Exactly as written, write out the lines below from the first to the one containing "positive clicks: (107, 6) (75, 12)", inclusive. Pictures do not belong in the copy.

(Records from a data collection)
:::::

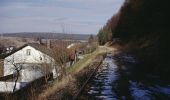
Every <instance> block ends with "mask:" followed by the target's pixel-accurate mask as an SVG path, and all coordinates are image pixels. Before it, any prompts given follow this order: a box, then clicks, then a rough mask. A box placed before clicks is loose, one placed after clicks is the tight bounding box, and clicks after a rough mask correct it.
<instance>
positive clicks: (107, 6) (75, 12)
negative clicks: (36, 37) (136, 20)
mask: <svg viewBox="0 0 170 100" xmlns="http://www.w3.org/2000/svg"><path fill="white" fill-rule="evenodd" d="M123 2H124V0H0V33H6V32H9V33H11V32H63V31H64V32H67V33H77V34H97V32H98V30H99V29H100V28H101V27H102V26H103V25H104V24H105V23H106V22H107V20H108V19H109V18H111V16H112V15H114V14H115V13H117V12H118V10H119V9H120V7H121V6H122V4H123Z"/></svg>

:::::

-- Response to this task --
Every <instance> block ends with "mask:" followed by the target's pixel-accurate mask as an SVG path, and all coordinates are image pixels. Before it, any prompts given follow this order: a box, then clicks, then a rough mask. A box placed before clicks is loose, one placed after clicks is the tight bounding box, and clicks after a rough mask correct it.
<instance>
positive clicks: (107, 6) (75, 12)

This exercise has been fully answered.